§ Kutipan Sumber:
........

REPUBLIKA.CO.ID, Oleh: A. Halim Iskandar, Menteri Desa, Pembangunan Daerah Tertinggal, dan Transmigrasi
Banyak orang berpandangan normal baru adalah perubahan perilaku menghindari penularan Covid-19. Pemahaman ini tidak salah sepenuhnya, jika menyangkut kondisi saat ini. Namun, dibutuhkan pemahaman lebih luas guna menjangkau masa yang lebih panjang. Sebab, masih belum jelas kapan pandemi Covid-19 ini mencapai ujung.
Maka, normal baru desa lebih tepat dipahami sebagai perubahan paradigma berpikir, perubahan sikap dan perilaku warga guna memperkuat ketahanan sosial, ekonomi, dan budaya. Mungkin di kota yang kosmopolit tidak terlalu terasa, namun di desa inilah waktu yang tepat untuk merevitalisasi budaya serta partisipasi warga dalam pembangunan.

........

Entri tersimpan
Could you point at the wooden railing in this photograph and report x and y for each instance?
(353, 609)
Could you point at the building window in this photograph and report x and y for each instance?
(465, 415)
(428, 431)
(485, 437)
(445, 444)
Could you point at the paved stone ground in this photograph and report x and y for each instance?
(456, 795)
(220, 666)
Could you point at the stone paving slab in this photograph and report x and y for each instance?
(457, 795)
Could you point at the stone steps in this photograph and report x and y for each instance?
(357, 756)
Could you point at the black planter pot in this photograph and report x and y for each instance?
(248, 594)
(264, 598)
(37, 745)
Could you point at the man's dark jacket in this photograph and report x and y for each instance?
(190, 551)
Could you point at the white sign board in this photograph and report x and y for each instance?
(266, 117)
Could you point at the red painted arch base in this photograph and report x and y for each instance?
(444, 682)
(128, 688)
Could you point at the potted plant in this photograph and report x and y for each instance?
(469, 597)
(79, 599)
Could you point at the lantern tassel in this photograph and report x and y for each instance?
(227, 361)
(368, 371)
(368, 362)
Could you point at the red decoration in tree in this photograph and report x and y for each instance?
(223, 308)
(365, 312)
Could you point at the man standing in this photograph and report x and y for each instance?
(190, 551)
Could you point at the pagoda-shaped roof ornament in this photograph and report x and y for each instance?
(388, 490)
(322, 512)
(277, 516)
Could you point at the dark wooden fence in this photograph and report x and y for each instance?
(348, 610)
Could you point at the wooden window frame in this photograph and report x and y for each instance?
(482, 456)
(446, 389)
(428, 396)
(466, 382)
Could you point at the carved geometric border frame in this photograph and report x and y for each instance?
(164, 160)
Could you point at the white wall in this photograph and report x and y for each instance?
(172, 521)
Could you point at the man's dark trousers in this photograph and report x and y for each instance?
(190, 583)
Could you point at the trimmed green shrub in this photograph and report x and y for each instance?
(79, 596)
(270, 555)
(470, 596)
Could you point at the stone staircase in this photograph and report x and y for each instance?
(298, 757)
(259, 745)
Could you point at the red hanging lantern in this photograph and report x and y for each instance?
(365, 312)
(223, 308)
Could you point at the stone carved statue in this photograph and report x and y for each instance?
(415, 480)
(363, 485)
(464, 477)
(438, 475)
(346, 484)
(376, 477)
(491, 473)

........

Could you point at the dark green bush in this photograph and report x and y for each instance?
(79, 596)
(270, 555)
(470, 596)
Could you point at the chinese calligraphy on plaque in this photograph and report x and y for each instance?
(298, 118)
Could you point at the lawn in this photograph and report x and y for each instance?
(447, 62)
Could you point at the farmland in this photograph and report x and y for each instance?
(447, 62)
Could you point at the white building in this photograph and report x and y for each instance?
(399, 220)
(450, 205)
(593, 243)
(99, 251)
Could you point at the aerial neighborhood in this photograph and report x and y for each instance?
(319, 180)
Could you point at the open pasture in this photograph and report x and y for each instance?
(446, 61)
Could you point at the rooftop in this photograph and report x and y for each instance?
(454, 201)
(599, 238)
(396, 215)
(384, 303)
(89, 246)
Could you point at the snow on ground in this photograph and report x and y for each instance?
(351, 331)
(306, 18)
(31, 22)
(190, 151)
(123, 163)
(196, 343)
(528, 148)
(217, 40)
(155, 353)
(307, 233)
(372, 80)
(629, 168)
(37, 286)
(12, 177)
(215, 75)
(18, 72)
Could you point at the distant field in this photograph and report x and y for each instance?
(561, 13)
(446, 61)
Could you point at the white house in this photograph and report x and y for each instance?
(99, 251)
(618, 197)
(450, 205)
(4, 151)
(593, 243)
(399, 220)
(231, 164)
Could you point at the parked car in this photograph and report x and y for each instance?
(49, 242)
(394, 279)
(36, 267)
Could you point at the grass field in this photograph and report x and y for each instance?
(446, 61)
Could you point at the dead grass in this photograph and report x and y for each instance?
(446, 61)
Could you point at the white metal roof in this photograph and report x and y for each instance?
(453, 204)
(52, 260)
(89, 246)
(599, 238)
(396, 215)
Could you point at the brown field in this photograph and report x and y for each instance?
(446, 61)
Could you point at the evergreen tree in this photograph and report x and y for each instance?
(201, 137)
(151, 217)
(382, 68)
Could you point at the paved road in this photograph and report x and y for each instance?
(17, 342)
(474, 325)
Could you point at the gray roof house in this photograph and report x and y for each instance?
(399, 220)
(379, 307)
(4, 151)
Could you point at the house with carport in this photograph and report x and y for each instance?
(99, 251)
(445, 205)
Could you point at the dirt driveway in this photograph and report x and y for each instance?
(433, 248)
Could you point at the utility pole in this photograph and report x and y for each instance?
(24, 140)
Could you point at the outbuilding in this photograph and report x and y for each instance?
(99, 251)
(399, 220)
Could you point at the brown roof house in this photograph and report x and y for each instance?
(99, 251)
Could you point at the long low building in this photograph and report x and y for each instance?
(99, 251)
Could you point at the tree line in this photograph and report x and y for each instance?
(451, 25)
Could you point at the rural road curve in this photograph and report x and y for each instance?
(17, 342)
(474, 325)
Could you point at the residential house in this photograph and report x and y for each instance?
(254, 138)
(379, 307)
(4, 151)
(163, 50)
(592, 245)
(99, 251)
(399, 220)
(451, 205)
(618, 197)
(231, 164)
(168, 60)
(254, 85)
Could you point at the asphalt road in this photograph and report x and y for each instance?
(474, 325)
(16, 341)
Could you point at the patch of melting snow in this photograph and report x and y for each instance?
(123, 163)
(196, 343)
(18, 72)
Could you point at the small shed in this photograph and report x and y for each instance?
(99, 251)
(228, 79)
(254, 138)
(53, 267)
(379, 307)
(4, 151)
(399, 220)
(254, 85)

........

§ Tugas Wajib:
1) Berdasarkan kutipan tentang normal baru desa, mengapa normal baru perlu dipahami secara lebih luas? Jawab dalam satu sampai tiga kalimat.
2) Sebutkan semua bidang ketahanan yang menurut kutipan sumber hendak diperkuat melalui normal baru desa.
3) Jawab pertanyaan berikut dari kutipan tentang normal baru desa.
(a) Apa jabatan A. Halim Iskandar menurut kutipan itu?
(b) Bagaimana banyak orang memandang normal baru?
(c) Untuk apa, menurut kutipan itu, saat ini merupakan waktu yang tepat di desa?
Entri-entri itu merupakan bahan tersendiri, terpisah dari kutipan.

§ Jawaban Tiap Tugas:
1) Pemahaman yang lebih luas dibutuhkan agar dapat menjangkau masa yang lebih panjang. Alasannya, belum jelas kapan pandemi Covid-19 mencapai ujungnya.

2)
- Ketahanan sosial
- Ketahanan ekonomi
- Ketahanan budaya

3)
(a) Menteri Desa, Pembangunan Daerah Tertinggal, dan Transmigrasi.
(b) Sebagai perubahan perilaku untuk menghindari penularan Covid-19.
(c) Untuk merevitalisasi budaya serta partisipasi warga dalam pembangunan.